GIVEN INFORMATION
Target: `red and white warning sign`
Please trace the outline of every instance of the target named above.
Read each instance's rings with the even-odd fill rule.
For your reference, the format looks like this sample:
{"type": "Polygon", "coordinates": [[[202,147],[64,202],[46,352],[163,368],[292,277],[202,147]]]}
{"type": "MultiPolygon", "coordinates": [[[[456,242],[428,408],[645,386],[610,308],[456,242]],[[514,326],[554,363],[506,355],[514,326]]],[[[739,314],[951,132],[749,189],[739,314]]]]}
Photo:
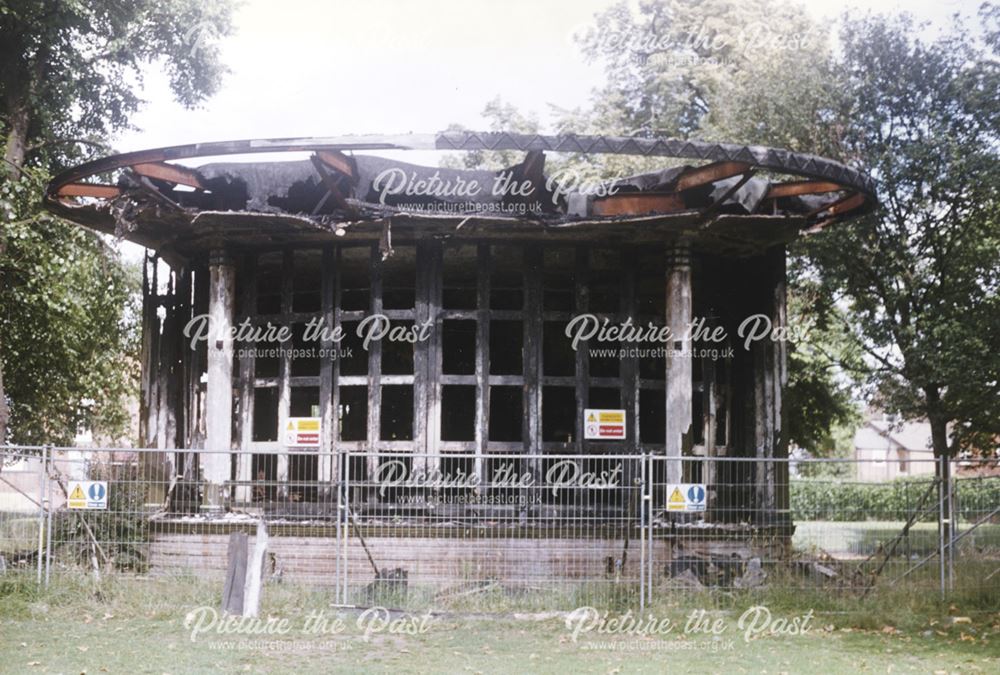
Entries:
{"type": "Polygon", "coordinates": [[[588,441],[625,440],[625,411],[586,408],[583,411],[583,437],[588,441]]]}
{"type": "Polygon", "coordinates": [[[289,417],[285,425],[286,448],[318,448],[320,418],[289,417]]]}

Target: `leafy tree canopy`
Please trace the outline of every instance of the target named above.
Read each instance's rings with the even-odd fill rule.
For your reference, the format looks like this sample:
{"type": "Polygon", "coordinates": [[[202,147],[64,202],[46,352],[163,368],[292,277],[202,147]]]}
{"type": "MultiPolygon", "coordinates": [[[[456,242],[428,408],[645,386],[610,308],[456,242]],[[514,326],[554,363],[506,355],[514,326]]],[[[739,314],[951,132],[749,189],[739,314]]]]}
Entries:
{"type": "MultiPolygon", "coordinates": [[[[928,419],[938,454],[997,446],[1000,9],[977,19],[926,39],[906,15],[845,16],[834,49],[797,5],[648,0],[579,36],[607,84],[559,131],[774,145],[878,181],[874,213],[790,250],[790,314],[823,326],[790,357],[800,445],[851,417],[852,377],[870,402],[928,419]]],[[[652,168],[570,161],[604,176],[652,168]]]]}
{"type": "Polygon", "coordinates": [[[45,214],[42,190],[129,127],[150,68],[184,105],[211,95],[230,14],[195,0],[0,1],[0,440],[69,442],[84,417],[112,437],[127,428],[137,273],[113,242],[45,214]]]}

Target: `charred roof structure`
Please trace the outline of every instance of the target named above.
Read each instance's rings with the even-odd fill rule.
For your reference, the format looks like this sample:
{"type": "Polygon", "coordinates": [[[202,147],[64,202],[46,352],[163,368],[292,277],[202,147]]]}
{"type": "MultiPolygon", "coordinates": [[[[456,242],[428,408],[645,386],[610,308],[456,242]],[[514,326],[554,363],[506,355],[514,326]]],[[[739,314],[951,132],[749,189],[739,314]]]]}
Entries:
{"type": "Polygon", "coordinates": [[[370,236],[386,222],[436,236],[457,235],[458,224],[463,224],[463,236],[533,239],[655,241],[690,233],[699,247],[745,254],[872,204],[873,187],[866,176],[837,162],[785,150],[468,132],[161,148],[83,164],[57,176],[49,190],[55,213],[178,260],[204,253],[220,240],[319,243],[332,236],[370,236]],[[535,192],[525,197],[495,189],[498,172],[420,167],[353,154],[366,150],[520,150],[525,159],[510,167],[510,178],[522,184],[533,180],[535,192]],[[298,162],[219,163],[197,169],[170,163],[293,151],[311,156],[298,162]],[[673,166],[580,191],[576,181],[561,184],[558,174],[545,176],[546,152],[663,157],[698,165],[673,166]],[[115,172],[119,179],[113,185],[88,180],[115,172]],[[462,189],[471,182],[480,188],[475,194],[462,189]],[[74,203],[81,197],[92,200],[74,203]]]}
{"type": "MultiPolygon", "coordinates": [[[[164,455],[198,503],[307,509],[324,485],[370,478],[381,454],[486,477],[500,456],[523,455],[540,475],[547,455],[594,468],[631,453],[670,460],[665,482],[708,485],[712,520],[780,525],[787,465],[754,460],[787,457],[786,343],[739,336],[751,316],[787,327],[785,244],[865,212],[874,191],[842,164],[772,148],[444,132],[127,153],[57,176],[47,204],[149,250],[142,442],[216,451],[164,455]],[[404,150],[524,158],[482,171],[384,156],[404,150]],[[287,152],[305,158],[267,161],[287,152]],[[584,185],[547,173],[546,153],[664,167],[584,185]],[[249,154],[260,159],[202,163],[249,154]],[[202,316],[218,332],[193,342],[202,316]],[[366,340],[376,316],[405,328],[400,339],[366,340]],[[574,342],[581,316],[673,337],[646,351],[620,334],[574,342]],[[307,348],[316,318],[343,329],[319,338],[335,351],[307,348]],[[279,325],[297,349],[244,348],[249,329],[279,325]],[[727,337],[707,340],[714,328],[727,337]],[[586,438],[586,409],[624,411],[623,436],[586,438]],[[319,420],[315,445],[281,454],[301,418],[319,420]],[[695,456],[747,462],[685,463],[695,456]]],[[[590,508],[551,501],[521,508],[590,508]]]]}

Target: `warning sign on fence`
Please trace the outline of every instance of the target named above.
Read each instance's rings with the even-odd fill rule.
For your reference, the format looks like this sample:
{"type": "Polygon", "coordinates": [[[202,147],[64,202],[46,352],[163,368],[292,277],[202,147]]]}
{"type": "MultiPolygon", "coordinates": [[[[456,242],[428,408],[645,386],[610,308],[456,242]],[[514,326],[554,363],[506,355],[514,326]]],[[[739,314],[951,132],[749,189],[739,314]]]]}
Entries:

WHAT YOU NEED TO DO
Give every record again word for word, pictures excluded.

ANSWER FOR THE TASK
Target: `red and white warning sign`
Please trace the outline of every instance of the target named above.
Read each instance's rings with the even-odd fill rule.
For your reference, the format looks like this sample:
{"type": "Polygon", "coordinates": [[[202,147],[64,202],[46,352],[163,368],[292,277],[202,147]]]}
{"type": "MultiPolygon", "coordinates": [[[[456,242],[428,408],[645,386],[610,308],[456,242]],[[514,326],[554,363],[506,355],[514,326]]],[[[739,314],[951,132],[749,189],[739,314]]]]}
Photo:
Entries:
{"type": "Polygon", "coordinates": [[[588,441],[625,440],[625,411],[586,408],[583,411],[583,437],[588,441]]]}
{"type": "Polygon", "coordinates": [[[289,417],[285,425],[286,448],[318,448],[320,418],[289,417]]]}

Target: `leafy tree canopy`
Please trace the outline of every instance of the target named above.
Read each instance's rings with the even-odd fill rule.
For your reference, the format looks like this sample:
{"type": "Polygon", "coordinates": [[[202,147],[64,202],[46,352],[163,368],[292,277],[202,147]]]}
{"type": "MultiPolygon", "coordinates": [[[[456,242],[428,408],[645,386],[610,308],[456,242]],[[514,326],[554,363],[506,355],[514,326]]],[[[739,314],[951,132],[749,189],[739,314]]]]}
Entries:
{"type": "MultiPolygon", "coordinates": [[[[928,419],[938,454],[997,446],[1000,9],[977,19],[926,39],[906,15],[845,16],[834,49],[797,5],[648,0],[579,36],[607,84],[559,131],[774,145],[878,181],[874,213],[790,250],[790,314],[823,326],[790,357],[800,445],[851,417],[852,377],[870,402],[928,419]]],[[[652,168],[570,161],[604,176],[652,168]]]]}
{"type": "Polygon", "coordinates": [[[45,214],[42,190],[129,127],[150,68],[184,105],[211,95],[230,14],[195,0],[0,1],[0,440],[69,442],[84,417],[112,437],[127,428],[137,273],[113,242],[45,214]]]}

Target: `charred roof structure`
Please trace the outline of every instance of the target named above.
Read each instance's rings with the even-odd fill rule.
For your reference, the format looks like this sample:
{"type": "Polygon", "coordinates": [[[202,147],[64,202],[46,352],[163,368],[292,277],[202,147]]]}
{"type": "MultiPolygon", "coordinates": [[[[456,242],[428,408],[645,386],[610,308],[456,242]],[[514,326],[554,363],[506,355],[514,326]]],[[[739,314],[951,132],[749,189],[739,314]]]]}
Entries:
{"type": "Polygon", "coordinates": [[[370,236],[386,222],[436,236],[457,235],[458,224],[463,224],[463,236],[533,239],[655,241],[690,233],[699,247],[745,254],[872,204],[873,187],[866,176],[837,162],[785,150],[468,132],[161,148],[83,164],[57,176],[49,190],[55,213],[178,260],[204,253],[220,240],[319,243],[332,236],[370,236]],[[535,192],[525,197],[495,189],[498,172],[420,167],[353,154],[366,150],[520,150],[525,159],[510,167],[510,178],[522,184],[533,180],[535,192]],[[298,162],[219,163],[197,169],[170,163],[293,151],[311,156],[298,162]],[[673,166],[580,191],[576,181],[561,184],[558,174],[545,176],[546,152],[663,157],[698,165],[673,166]],[[115,172],[119,179],[113,185],[88,180],[115,172]],[[462,189],[471,182],[480,188],[475,194],[462,189]],[[74,203],[81,197],[92,200],[74,203]]]}
{"type": "MultiPolygon", "coordinates": [[[[164,455],[198,503],[307,509],[324,485],[370,478],[381,454],[486,477],[500,456],[523,455],[540,475],[547,455],[594,468],[631,453],[670,460],[665,482],[708,485],[712,520],[780,525],[787,465],[754,460],[787,457],[786,343],[739,336],[751,316],[787,327],[785,244],[865,212],[874,191],[842,164],[772,148],[444,132],[127,153],[57,176],[47,204],[149,250],[142,442],[216,451],[164,455]],[[404,150],[524,158],[482,171],[384,156],[404,150]],[[287,152],[305,158],[267,161],[287,152]],[[584,185],[547,173],[546,153],[664,167],[584,185]],[[249,154],[260,159],[202,163],[249,154]],[[202,316],[218,332],[193,342],[202,316]],[[366,340],[376,316],[405,328],[400,339],[366,340]],[[574,342],[581,316],[673,337],[646,351],[620,334],[574,342]],[[307,348],[316,318],[343,329],[319,338],[335,351],[307,348]],[[279,325],[297,349],[244,348],[249,329],[279,325]],[[727,337],[707,340],[714,328],[727,337]],[[586,438],[586,409],[624,411],[623,436],[586,438]],[[319,420],[315,445],[281,454],[301,418],[319,420]],[[695,456],[747,462],[685,463],[695,456]]],[[[590,508],[551,501],[521,508],[590,508]]]]}

Target: `warning sign on fence`
Please trace the outline of every instance of the target named above.
Read each instance's rings with the even-odd fill rule.
For your reference, the format looks like this sample:
{"type": "Polygon", "coordinates": [[[202,147],[64,202],[46,352],[163,368],[292,277],[202,147]]]}
{"type": "MultiPolygon", "coordinates": [[[[456,242],[428,408],[645,386],[610,308],[456,242]],[[514,326],[554,363],[506,355],[514,326]]],[[[739,314],[951,132],[749,189],[739,314]]]]}
Entries:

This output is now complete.